[Given text]:
════

The protein trend shows no signs of slowing down. A recent report by Cargill found that 61 percent of Americans increased their protein intake in 2024; sales of protein drinks, powders, and supplements grew 18 percent that year, according to data from Circana data. New protein plays continue to appear on grocery shelves. Recently, a landing page popped up online teasing a new high-protein, creatine-enhanced, no-added-sugar product called Man Cereal (the newsletter Snaxshot reported that Day Job did the branding).

Whether all the extra protein is necessary is currently a matter of pitched debate in the nutrition world. Federal dietary guidelines recommend 0.8 grams per kilogram of body weight per day, which works out to 72 grams for a 200-pound man — two and a half David gold bars.

Ms. Castro of N.Y.U. points out that many consumers gravitating toward high-protein products today may not be using them to hit specific protein goals, but giving themselves permission to eat chips or cookies instead of a healthier whole food. Ms. Castro calls this the “healthy halo effect” — the idea that any food, if it contains protein, is automatically a good choice, whether or not it contributes any other nutritional benefits.

“I think, over time, people might realize that getting nutrients in these little packages is not as good as getting them in whole foods,” she said. “The healthy halo might wear off.”

════

[Problems to work on]:
1 > In the protein trend text, rewrite the part that opens with the words containing "Whether all the" and closes with "other nutritional benefits.", replacing "pitched debate" with "heated debate".
2 > According to the protein trend text, what share of Americans increased their protein intake in 2024, as found in the Cargill report?
3 > Write what comes next in the protein trend text, picking up after its final sentence.

Saved entries
════

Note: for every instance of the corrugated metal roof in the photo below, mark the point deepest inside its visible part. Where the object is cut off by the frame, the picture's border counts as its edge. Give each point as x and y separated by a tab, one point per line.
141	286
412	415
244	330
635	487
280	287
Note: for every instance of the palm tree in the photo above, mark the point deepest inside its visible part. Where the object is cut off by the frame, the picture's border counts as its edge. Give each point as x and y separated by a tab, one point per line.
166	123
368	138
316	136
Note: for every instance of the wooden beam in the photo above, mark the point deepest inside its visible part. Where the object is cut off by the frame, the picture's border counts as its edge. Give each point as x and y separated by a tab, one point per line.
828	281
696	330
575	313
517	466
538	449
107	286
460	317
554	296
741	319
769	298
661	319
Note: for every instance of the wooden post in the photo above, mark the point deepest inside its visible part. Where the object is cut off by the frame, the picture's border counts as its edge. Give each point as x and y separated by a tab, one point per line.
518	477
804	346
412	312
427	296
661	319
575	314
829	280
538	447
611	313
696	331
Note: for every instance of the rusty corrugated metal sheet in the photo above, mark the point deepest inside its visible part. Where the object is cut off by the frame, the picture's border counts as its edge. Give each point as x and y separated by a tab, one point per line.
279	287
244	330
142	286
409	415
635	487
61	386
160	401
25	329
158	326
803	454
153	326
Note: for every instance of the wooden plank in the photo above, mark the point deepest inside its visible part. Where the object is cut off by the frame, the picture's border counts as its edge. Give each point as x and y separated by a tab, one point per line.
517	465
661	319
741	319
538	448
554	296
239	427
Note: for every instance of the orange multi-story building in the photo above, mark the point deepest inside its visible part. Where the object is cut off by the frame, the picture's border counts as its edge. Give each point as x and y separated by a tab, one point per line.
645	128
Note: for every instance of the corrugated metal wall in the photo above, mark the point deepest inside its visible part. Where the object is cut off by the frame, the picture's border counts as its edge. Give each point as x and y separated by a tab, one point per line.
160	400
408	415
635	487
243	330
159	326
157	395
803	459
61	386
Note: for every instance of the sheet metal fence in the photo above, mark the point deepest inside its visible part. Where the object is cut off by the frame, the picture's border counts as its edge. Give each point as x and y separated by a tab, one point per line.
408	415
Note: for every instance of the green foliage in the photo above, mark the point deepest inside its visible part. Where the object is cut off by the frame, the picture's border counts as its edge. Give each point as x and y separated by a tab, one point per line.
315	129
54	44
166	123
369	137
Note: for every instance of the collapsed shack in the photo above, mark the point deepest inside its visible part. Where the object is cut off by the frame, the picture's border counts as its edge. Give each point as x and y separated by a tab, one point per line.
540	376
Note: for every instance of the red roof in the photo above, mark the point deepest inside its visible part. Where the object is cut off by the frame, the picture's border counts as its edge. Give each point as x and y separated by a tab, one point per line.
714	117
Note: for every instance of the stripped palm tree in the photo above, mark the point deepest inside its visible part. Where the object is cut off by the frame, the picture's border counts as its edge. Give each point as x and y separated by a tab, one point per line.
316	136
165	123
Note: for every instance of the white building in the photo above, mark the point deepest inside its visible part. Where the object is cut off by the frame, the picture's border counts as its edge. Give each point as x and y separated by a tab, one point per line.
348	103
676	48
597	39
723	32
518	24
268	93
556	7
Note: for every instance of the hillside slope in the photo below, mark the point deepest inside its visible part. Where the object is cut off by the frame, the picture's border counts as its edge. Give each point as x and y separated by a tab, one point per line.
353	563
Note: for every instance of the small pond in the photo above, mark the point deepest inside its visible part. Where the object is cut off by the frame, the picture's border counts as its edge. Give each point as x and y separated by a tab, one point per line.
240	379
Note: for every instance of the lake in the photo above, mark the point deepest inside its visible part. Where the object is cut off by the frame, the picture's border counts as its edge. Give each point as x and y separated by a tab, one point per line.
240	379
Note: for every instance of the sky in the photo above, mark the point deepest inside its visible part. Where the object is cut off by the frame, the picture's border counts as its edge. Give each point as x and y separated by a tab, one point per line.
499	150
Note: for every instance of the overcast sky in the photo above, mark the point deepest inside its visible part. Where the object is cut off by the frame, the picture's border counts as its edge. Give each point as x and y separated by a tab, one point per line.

════

[Exercise answers]:
1 >
Whether all the extra protein is necessary is currently a matter of heated debate in the nutrition world. Federal dietary guidelines recommend 0.8 grams per kilogram of body weight per day, which works out to 72 grams for a 200-pound man — two and a half David gold bars.

Ms. Castro of N.Y.U. points out that many consumers gravitating toward high-protein products today may not be using them to hit specific protein goals, but giving themselves permission to eat chips or cookies instead of a healthier whole food. Ms. Castro calls this the “healthy halo effect” — the idea that any food, if it contains protein, is automatically a good choice, whether or not it contributes any other nutritional benefits.

2 > 61 percent

3 >
Ms. Mills, the analyst at Mintel, isn’t so sure. There are still new protein horizons: According to her company’s data, products making protein claims have been on the rise since 2000. While the pace of new product releases is finally decreasing when it comes to foods, it’s still ramping up in beverages.

At a recent trade show, Ms. Mills said, she saw a panel of judges select protein-enhanced water as one of their favorite innovations on display. Starbucks is testing banana-flavored protein foam that can top off your coffee with 15 grams.

And as for David, as a measure of the company’s devotion to protein efficiency, they recently began selling packages of wild-caught Pacific Cod for $55. It’s a move that has all the trappings of a viral marketing stunt, but Mr. Rahal insists is a sincere product extension. Who among us can really tell the difference?